#### [Document]
= = = = = = =

On the other hand, when the parameter t is small, the delay time of the polishing endpoint detection, i.e., the period of time from an actual polishing endpoint (removal of the film) to the polishing endpoint detection, is shortened. However, as shown in FIG. 7, the whole values of the amount of change in the reflection intensity decrease. As a result, a distance to the threshold value is shortened, and the false detection of the polishing endpoint is more likely to occur. In this manner, there is a trade-off relationship between the time required for the polishing endpoint detection and the accuracy of the polishing endpoint detection. Therefore, it is preferable to determine the parameter t in consideration of both the time required for the polishing endpoint detection and the accuracy of the polishing endpoint detection.

When the parameter t is large to a certain degree, the phase of the spectral profile at the N-th revolution and the phase of the spectral profile at the N−t-th revolution are shifted from each other by a half cycle, as shown in FIG. 8A. One of the two spectral profiles shown in FIG. 8A is a spectral profile when the polishing table 20 is making the N-th revolution, and the other is a spectral profile when the polishing table 20 is making the N−t-th revolution. As can be seen from FIG. 8A, the difference in the reflection intensity shows a maximum value when the phases of the two spectral profiles are shifted from each other by a half cycle (or an integral multiple of a half cycle).

On the other hand, when the polishing rate is lowered as a result of removal of the upper film, the phase difference between the two spectral profiles approaches zero. FIG. 8B is a graph showing spectral profiles in FIG. 8A when the polishing rate is lowered. When the polishing rate is lowered greatly, the shape of the spectral profile hardly changes. Consequently, as shown in FIG. 8B, the phase difference between the two spectral profiles approaches zero, and the difference in the reflection intensity becomes small.

= = = = = = =

Write out the passage above on polishing endpoint detection again in full, word for word.

= = = = = = =

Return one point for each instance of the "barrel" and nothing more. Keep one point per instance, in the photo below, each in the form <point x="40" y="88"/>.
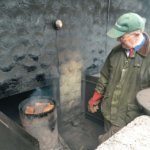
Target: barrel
<point x="38" y="116"/>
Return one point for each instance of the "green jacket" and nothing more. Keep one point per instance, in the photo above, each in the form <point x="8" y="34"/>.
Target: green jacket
<point x="120" y="80"/>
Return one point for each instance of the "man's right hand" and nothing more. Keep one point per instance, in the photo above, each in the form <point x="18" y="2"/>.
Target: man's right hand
<point x="94" y="101"/>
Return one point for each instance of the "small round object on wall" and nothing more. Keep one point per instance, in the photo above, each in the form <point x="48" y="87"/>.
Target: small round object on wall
<point x="58" y="24"/>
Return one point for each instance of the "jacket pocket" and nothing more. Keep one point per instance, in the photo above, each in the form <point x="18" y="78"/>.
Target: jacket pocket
<point x="132" y="112"/>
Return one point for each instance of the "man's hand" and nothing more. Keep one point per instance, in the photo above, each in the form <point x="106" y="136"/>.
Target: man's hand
<point x="94" y="101"/>
<point x="94" y="108"/>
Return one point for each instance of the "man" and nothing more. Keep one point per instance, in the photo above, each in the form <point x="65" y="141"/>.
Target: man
<point x="125" y="72"/>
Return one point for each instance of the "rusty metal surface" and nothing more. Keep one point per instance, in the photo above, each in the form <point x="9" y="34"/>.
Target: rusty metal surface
<point x="14" y="137"/>
<point x="43" y="127"/>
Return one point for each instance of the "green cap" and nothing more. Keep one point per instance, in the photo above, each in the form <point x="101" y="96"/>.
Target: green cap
<point x="126" y="23"/>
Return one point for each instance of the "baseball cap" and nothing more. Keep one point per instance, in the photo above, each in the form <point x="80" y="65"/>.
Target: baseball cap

= = = = = = =

#### [Answer in full]
On the other hand, when the parameter t is small, the delay time of the polishing endpoint detection, i.e., the period of time from an actual polishing endpoint (removal of the film) to the polishing endpoint detection, is shortened. However, as shown in FIG. 7, the whole values of the amount of change in the reflection intensity decrease. As a result, a distance to the threshold value is shortened, and the false detection of the polishing endpoint is more likely to occur. In this manner, there is a trade-off relationship between the time required for the polishing endpoint detection and the accuracy of the polishing endpoint detection. Therefore, it is preferable to determine the parameter t in consideration of both the time required for the polishing endpoint detection and the accuracy of the polishing endpoint detection.

When the parameter t is large to a certain degree, the phase of the spectral profile at the N-th revolution and the phase of the spectral profile at the N−t-th revolution are shifted from each other by a half cycle, as shown in FIG. 8A. One of the two spectral profiles shown in FIG. 8A is a spectral profile when the polishing table 20 is making the N-th revolution, and the other is a spectral profile when the polishing table 20 is making the N−t-th revolution. As can be seen from FIG. 8A, the difference in the reflection intensity shows a maximum value when the phases of the two spectral profiles are shifted from each other by a half cycle (or an integral multiple of a half cycle).

On the other hand, when the polishing rate is lowered as a result of removal of the upper film, the phase difference between the two spectral profiles approaches zero. FIG. 8B is a graph showing spectral profiles in FIG. 8A when the polishing rate is lowered. When the polishing rate is lowered greatly, the shape of the spectral profile hardly changes. Consequently, as shown in FIG. 8B, the phase difference between the two spectral profiles approaches zero, and the difference in the reflection intensity becomes small.